AIM OF THE EXERCISE: Copy out the material below word for word, leaving out the pictures.
[BEGIN AVAILABLE RECORDS]
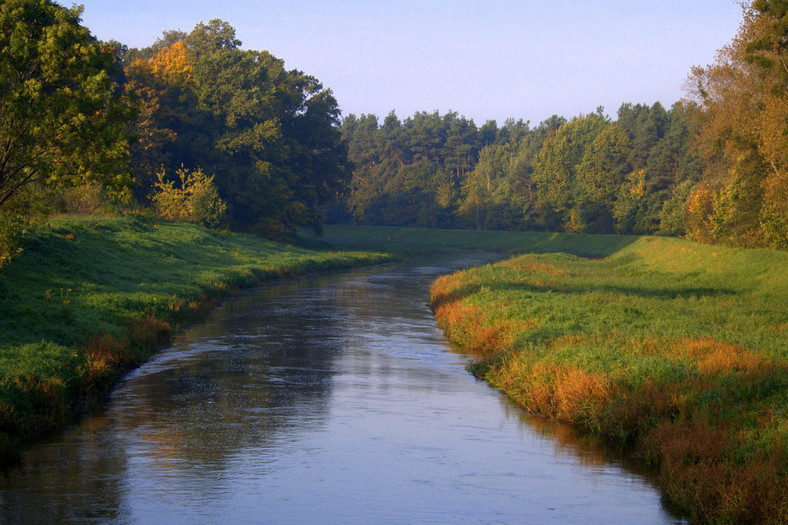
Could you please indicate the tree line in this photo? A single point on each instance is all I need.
(200, 129)
(712, 167)
(587, 174)
(194, 121)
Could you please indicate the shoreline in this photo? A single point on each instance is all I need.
(100, 296)
(698, 399)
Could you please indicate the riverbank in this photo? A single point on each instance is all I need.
(677, 349)
(91, 298)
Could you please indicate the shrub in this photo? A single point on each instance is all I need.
(196, 199)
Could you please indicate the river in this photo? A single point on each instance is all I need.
(327, 399)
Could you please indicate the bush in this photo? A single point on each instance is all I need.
(196, 200)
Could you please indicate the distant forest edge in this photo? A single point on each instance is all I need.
(195, 128)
[END AVAILABLE RECORDS]
SOLUTION:
Could you please indicate the tree line in this photo? A single point on each instance is all I need.
(200, 129)
(712, 167)
(587, 174)
(194, 121)
Could you please indicate the shoreline in this photo? A single point on each instance is all I need.
(100, 296)
(698, 399)
Could you please indicate the riverbank in this photo? A single point on each instance is all I need.
(677, 349)
(91, 298)
Could you please indicate the shrub in this photo? A single point on each instance is all I need.
(196, 199)
Could you please indicate the river in this photo? A single point on each instance is all I need.
(327, 399)
Could you please indicate the bush in this photo? A single point on each instance is all I need.
(196, 200)
Could you please indicate the distant forest edge in this photo? A single point on each instance is all I need.
(195, 128)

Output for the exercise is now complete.